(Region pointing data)
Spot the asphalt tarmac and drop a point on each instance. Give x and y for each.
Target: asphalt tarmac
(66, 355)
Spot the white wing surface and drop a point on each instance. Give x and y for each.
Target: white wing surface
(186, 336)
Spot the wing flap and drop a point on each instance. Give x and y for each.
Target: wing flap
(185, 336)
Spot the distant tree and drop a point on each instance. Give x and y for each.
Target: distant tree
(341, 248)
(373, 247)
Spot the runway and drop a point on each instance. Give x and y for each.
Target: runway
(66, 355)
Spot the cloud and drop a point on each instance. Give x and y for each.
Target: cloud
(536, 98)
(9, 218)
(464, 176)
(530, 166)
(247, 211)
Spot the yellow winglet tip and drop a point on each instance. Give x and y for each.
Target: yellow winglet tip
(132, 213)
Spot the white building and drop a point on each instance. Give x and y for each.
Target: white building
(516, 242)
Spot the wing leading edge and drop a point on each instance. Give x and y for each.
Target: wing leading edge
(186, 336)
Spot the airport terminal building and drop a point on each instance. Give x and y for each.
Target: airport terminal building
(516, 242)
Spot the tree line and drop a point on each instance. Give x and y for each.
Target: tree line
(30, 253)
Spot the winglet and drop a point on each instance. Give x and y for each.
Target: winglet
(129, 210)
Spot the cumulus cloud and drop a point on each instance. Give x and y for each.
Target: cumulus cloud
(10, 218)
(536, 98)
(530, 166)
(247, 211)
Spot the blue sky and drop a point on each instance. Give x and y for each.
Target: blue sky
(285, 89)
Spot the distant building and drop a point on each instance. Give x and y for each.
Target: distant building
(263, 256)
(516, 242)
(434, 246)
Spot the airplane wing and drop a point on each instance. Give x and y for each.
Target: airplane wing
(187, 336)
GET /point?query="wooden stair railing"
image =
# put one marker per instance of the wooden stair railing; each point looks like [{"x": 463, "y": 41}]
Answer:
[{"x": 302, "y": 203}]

> Problem to work on
Would you transcribe the data above exactly as it stands?

> Your response
Spot the asphalt tarmac and drop a point on each instance. Give x and y for each.
Target: asphalt tarmac
(66, 355)
Spot the white wing surface and drop a point on each instance. Give x and y for each.
Target: white wing surface
(186, 336)
Spot the wing flap and drop a point on each instance. Give x and y for each.
Target: wing flap
(185, 336)
Spot the distant tree and drop a point on each instance. Give x and y for each.
Target: distant tree
(341, 248)
(373, 247)
Spot the runway and drop a point on each instance. Give x and y for each.
Target: runway
(66, 355)
Spot the cloud and drop a point on each instance. Give x and y for each.
Target: cloud
(536, 98)
(9, 218)
(464, 176)
(530, 166)
(247, 211)
Spot the yellow winglet tip and drop a point on each instance. Give x and y for each.
Target: yellow winglet tip
(132, 213)
Spot the white building and drop a point on each instance. Give x and y for each.
Target: white building
(516, 242)
Spot the wing leading edge and drop a point on each instance. Give x and y for each.
Target: wing leading edge
(186, 336)
Spot the airport terminal building and drop a point on each instance. Give x and y for each.
Target: airport terminal building
(516, 242)
Spot the tree line and drop a point on each instance. Give x and y for each.
Target: tree line
(30, 253)
Spot the winglet and drop a point on each instance. Give x and y for each.
Target: winglet
(129, 210)
Spot the cumulus cloud and drop a point on each instance. Give x and y for each.
Target: cumulus cloud
(10, 218)
(536, 98)
(530, 166)
(247, 211)
Spot the blue sky and drop a point on each instance. Give x and y for each.
Target: blue sky
(285, 89)
Spot the distant building and drop a point on each instance. Give x and y for each.
Target: distant building
(263, 256)
(516, 242)
(434, 246)
Spot the airplane wing and drop a point on each instance. Give x and y for each.
Target: airplane wing
(187, 336)
GET /point?query="wooden stair railing"
image =
# put one marker per instance of the wooden stair railing; each point looks like [{"x": 463, "y": 41}]
Answer:
[{"x": 302, "y": 203}]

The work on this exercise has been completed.